DATA RECORDS =
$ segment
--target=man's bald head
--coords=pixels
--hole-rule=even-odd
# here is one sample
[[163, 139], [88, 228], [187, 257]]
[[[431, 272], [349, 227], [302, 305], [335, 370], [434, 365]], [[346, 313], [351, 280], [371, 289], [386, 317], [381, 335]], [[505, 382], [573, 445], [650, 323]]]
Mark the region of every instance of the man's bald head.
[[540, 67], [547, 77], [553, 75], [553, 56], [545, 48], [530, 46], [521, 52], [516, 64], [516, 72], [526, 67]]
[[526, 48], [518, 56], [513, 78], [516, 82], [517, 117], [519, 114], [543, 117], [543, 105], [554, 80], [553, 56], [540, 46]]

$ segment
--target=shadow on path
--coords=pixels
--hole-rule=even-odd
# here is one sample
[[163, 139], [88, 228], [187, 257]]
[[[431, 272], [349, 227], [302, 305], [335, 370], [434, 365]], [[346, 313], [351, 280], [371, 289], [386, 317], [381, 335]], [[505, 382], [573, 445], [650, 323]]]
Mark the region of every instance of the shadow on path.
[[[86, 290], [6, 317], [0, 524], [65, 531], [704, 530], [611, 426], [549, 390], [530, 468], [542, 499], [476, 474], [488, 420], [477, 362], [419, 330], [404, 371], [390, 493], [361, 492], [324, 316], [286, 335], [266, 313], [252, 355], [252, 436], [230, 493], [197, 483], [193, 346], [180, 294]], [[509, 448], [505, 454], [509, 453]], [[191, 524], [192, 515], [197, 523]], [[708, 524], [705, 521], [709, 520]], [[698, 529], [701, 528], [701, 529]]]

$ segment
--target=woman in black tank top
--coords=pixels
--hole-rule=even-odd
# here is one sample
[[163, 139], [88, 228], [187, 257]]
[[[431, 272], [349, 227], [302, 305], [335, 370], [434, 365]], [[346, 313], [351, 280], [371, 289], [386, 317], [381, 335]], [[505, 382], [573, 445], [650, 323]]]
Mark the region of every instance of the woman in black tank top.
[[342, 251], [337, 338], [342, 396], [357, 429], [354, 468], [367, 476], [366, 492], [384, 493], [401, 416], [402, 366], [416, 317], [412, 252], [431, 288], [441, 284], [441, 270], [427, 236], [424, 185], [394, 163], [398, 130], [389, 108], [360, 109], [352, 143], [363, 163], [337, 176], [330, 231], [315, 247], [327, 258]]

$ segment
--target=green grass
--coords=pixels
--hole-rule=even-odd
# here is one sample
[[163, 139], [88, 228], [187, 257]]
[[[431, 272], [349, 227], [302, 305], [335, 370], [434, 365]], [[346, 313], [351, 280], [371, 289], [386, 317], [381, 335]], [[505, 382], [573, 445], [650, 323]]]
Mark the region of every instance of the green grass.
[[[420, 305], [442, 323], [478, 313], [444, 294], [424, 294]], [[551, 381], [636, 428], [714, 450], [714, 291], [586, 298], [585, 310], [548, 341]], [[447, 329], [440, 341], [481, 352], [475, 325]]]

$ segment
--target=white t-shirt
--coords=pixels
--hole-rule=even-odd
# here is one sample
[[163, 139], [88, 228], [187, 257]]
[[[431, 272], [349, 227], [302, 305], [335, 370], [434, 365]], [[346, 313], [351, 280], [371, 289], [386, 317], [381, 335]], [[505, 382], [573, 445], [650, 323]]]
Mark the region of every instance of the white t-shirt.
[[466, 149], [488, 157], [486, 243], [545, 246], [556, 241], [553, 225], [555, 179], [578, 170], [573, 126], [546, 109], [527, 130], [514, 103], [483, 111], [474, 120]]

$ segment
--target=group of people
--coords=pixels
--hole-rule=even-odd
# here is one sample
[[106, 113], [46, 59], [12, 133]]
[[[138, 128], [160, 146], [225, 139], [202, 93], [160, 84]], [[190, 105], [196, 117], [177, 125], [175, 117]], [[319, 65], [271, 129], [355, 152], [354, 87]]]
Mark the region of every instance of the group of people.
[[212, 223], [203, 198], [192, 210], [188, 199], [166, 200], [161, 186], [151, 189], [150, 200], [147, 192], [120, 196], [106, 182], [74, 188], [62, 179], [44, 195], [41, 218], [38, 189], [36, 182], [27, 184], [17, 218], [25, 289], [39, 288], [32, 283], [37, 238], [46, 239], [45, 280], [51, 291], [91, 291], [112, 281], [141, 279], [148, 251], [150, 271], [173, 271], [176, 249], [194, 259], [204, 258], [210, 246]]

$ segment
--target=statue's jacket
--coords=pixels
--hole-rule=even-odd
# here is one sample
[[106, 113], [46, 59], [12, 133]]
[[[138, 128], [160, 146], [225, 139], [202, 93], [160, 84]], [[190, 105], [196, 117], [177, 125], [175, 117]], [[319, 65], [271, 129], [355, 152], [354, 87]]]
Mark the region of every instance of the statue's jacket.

ACTION ITEM =
An exact transcription of all the records is required.

EXERCISE RESULT =
$ segment
--target=man's bald head
--coords=pixels
--hole-rule=even-odd
# here is one sample
[[163, 139], [88, 228], [187, 257]]
[[[431, 272], [349, 227], [302, 305], [335, 370], [434, 365]], [[346, 313], [351, 280], [371, 289], [386, 317], [381, 335]], [[505, 382], [573, 445], [650, 323]]]
Mark the region of every instance of the man's bald head.
[[540, 67], [547, 77], [553, 75], [553, 56], [545, 48], [530, 46], [521, 52], [516, 64], [516, 72], [526, 67]]
[[526, 48], [518, 56], [513, 78], [516, 82], [517, 117], [519, 114], [543, 117], [543, 105], [554, 80], [553, 56], [540, 46]]

$ segment
--target=shadow on path
--coords=pixels
--hole-rule=even-odd
# here is one sample
[[163, 139], [88, 228], [187, 257]]
[[[431, 272], [349, 227], [302, 305], [335, 370], [434, 365]], [[346, 313], [351, 280], [371, 289], [386, 317], [381, 335]], [[505, 382], [573, 445], [650, 323]]]
Mark the region of every instance of the shadow on path.
[[[86, 290], [6, 317], [0, 524], [65, 531], [704, 530], [611, 426], [549, 390], [530, 468], [542, 499], [476, 474], [488, 420], [477, 362], [419, 330], [404, 371], [390, 493], [361, 492], [324, 316], [286, 335], [266, 313], [252, 355], [252, 436], [230, 493], [197, 483], [193, 346], [180, 294]], [[509, 448], [505, 454], [509, 453]], [[191, 524], [192, 515], [197, 523]], [[708, 524], [705, 521], [709, 520]], [[698, 529], [701, 528], [701, 529]]]

$ segment
--target=woman in black tank top
--coords=pixels
--hole-rule=even-odd
# here is one sample
[[163, 139], [88, 228], [187, 257]]
[[[431, 272], [349, 227], [302, 305], [335, 370], [434, 365]], [[346, 313], [351, 280], [371, 289], [386, 317], [381, 335]], [[505, 382], [573, 445], [650, 323]]]
Mark the region of every instance of the woman in black tank top.
[[342, 251], [337, 338], [342, 396], [357, 429], [354, 468], [367, 476], [366, 492], [384, 493], [401, 416], [402, 366], [416, 317], [412, 252], [431, 288], [441, 284], [441, 270], [427, 236], [424, 185], [394, 163], [398, 130], [389, 108], [360, 109], [352, 143], [363, 163], [337, 176], [330, 231], [315, 247], [327, 258]]

$ segment
--target=green grass
--coords=pixels
--hole-rule=even-odd
# here is one sample
[[163, 139], [88, 228], [187, 257]]
[[[431, 272], [349, 227], [302, 305], [335, 370], [434, 365]], [[346, 313], [351, 280], [371, 289], [386, 317], [381, 335]], [[505, 382], [573, 445], [650, 323]]]
Mark the region of every instance of the green grass.
[[[420, 305], [442, 323], [478, 313], [444, 294], [424, 294]], [[551, 381], [636, 428], [714, 450], [714, 291], [586, 298], [585, 310], [548, 341]], [[447, 329], [440, 341], [481, 352], [475, 325]]]

$ segment
--target=white t-shirt
--coords=pixels
--hole-rule=even-odd
# here is one sample
[[163, 139], [88, 228], [187, 257]]
[[[431, 272], [349, 227], [302, 305], [335, 370], [434, 365]], [[346, 313], [351, 280], [371, 289], [386, 317], [381, 335]], [[505, 382], [573, 445], [650, 323]]]
Mark the region of every instance of the white t-shirt.
[[466, 149], [488, 157], [486, 243], [545, 246], [556, 241], [553, 225], [555, 179], [578, 170], [573, 126], [546, 109], [527, 130], [514, 103], [483, 111], [474, 120]]

$ segment
--target=group of people
--coords=pixels
--hole-rule=even-odd
# here is one sample
[[106, 113], [46, 59], [12, 133]]
[[[138, 128], [160, 146], [225, 139], [202, 93], [160, 84]], [[190, 105], [196, 117], [177, 125], [175, 117]], [[319, 65], [271, 129], [355, 152], [354, 87]]]
Mark the region of every instance of the group of people.
[[212, 223], [203, 198], [192, 210], [188, 199], [166, 200], [161, 186], [151, 189], [150, 200], [147, 192], [120, 196], [106, 182], [74, 188], [62, 179], [44, 195], [41, 218], [38, 189], [36, 182], [27, 184], [17, 218], [25, 289], [39, 288], [32, 283], [37, 238], [46, 239], [45, 280], [51, 291], [91, 291], [112, 281], [141, 279], [148, 251], [150, 271], [173, 271], [176, 249], [194, 259], [204, 258], [210, 246]]

$ segment
--target=statue's jacket
--coords=pixels
--hole-rule=even-odd
# here is one sample
[[106, 113], [46, 59], [12, 133]]
[[[138, 128], [160, 146], [225, 139], [202, 93], [160, 84]], [[190, 105], [196, 117], [177, 125], [175, 117]], [[319, 65], [271, 129], [355, 152], [354, 87]]]
Mark the region of every instance of the statue's jacket.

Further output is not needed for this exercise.